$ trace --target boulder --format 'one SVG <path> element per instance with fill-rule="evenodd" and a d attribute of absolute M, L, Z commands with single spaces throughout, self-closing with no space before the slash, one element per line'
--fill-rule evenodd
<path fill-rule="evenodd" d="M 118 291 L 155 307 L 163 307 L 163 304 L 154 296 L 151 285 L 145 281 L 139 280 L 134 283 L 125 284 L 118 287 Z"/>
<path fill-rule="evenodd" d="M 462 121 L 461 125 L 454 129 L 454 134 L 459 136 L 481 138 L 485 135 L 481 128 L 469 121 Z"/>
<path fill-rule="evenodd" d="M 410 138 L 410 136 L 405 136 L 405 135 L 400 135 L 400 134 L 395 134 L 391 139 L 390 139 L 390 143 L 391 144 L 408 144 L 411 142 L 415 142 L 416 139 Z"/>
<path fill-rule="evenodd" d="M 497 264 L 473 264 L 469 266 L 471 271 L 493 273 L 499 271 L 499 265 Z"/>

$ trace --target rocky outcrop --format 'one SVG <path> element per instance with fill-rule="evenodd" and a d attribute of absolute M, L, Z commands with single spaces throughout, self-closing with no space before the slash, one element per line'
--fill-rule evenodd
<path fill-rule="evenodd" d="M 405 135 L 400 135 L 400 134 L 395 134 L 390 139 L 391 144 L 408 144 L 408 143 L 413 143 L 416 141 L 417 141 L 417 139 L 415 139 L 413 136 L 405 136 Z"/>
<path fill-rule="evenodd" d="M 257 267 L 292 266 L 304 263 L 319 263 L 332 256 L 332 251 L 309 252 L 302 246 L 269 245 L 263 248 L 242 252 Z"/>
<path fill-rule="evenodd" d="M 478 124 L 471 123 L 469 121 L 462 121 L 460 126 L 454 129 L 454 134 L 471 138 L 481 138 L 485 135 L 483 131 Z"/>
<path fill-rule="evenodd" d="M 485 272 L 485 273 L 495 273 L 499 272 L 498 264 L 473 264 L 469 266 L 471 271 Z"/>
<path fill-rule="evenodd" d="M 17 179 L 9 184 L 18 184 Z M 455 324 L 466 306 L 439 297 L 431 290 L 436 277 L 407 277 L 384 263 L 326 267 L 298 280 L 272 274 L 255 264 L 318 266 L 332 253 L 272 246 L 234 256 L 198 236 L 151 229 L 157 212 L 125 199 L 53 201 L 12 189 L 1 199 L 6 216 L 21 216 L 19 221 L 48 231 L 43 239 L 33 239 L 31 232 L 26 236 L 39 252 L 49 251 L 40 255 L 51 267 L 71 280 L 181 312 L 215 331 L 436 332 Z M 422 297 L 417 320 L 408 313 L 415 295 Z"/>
● ● ● ●
# Obiettivo dell'esercizio
Converti tutte le righe dei record qui sopra in una tabella Markdown con le colonne "Numero" e "Riga del record", escludendo le righe vuote.

# Risposta completa
| Numero | Riga del record |
|---|---|
| 1 | $ trace --target boulder --format 'one SVG <path> element per instance with fill-rule="evenodd" and a d attribute of absolute M, L, Z commands with single spaces throughout, self-closing with no space before the slash, one element per line' |
| 2 | --fill-rule evenodd |
| 3 | <path fill-rule="evenodd" d="M 118 291 L 155 307 L 163 307 L 163 304 L 154 296 L 151 285 L 145 281 L 139 280 L 134 283 L 125 284 L 118 287 Z"/> |
| 4 | <path fill-rule="evenodd" d="M 462 121 L 461 125 L 454 129 L 454 134 L 459 136 L 481 138 L 485 135 L 481 128 L 469 121 Z"/> |
| 5 | <path fill-rule="evenodd" d="M 410 138 L 410 136 L 405 136 L 405 135 L 400 135 L 400 134 L 395 134 L 391 139 L 390 139 L 390 143 L 391 144 L 408 144 L 411 142 L 415 142 L 416 139 Z"/> |
| 6 | <path fill-rule="evenodd" d="M 497 264 L 473 264 L 469 266 L 471 271 L 493 273 L 499 271 L 499 265 Z"/> |
| 7 | $ trace --target rocky outcrop --format 'one SVG <path> element per instance with fill-rule="evenodd" and a d attribute of absolute M, L, Z commands with single spaces throughout, self-closing with no space before the slash, one element per line' |
| 8 | --fill-rule evenodd |
| 9 | <path fill-rule="evenodd" d="M 405 135 L 400 135 L 400 134 L 395 134 L 390 139 L 391 144 L 408 144 L 408 143 L 413 143 L 416 141 L 417 141 L 417 139 L 415 139 L 413 136 L 405 136 Z"/> |
| 10 | <path fill-rule="evenodd" d="M 257 267 L 292 266 L 304 263 L 319 263 L 332 256 L 332 251 L 309 252 L 302 246 L 269 245 L 263 248 L 242 252 Z"/> |
| 11 | <path fill-rule="evenodd" d="M 478 124 L 471 123 L 469 121 L 462 121 L 460 126 L 454 129 L 454 134 L 471 138 L 481 138 L 485 135 L 483 131 Z"/> |
| 12 | <path fill-rule="evenodd" d="M 485 272 L 485 273 L 495 273 L 499 272 L 498 264 L 473 264 L 469 266 L 471 271 Z"/> |
| 13 | <path fill-rule="evenodd" d="M 17 179 L 9 184 L 18 184 Z M 455 324 L 466 306 L 439 297 L 431 290 L 436 277 L 407 277 L 384 263 L 326 267 L 298 280 L 272 274 L 255 264 L 318 266 L 332 253 L 272 246 L 234 256 L 198 236 L 151 229 L 157 212 L 125 199 L 53 201 L 12 189 L 1 199 L 6 216 L 21 216 L 19 221 L 48 231 L 43 239 L 33 239 L 31 232 L 26 236 L 39 252 L 49 251 L 40 255 L 51 267 L 71 280 L 181 312 L 215 331 L 436 332 Z M 422 297 L 417 320 L 408 313 L 415 295 Z"/> |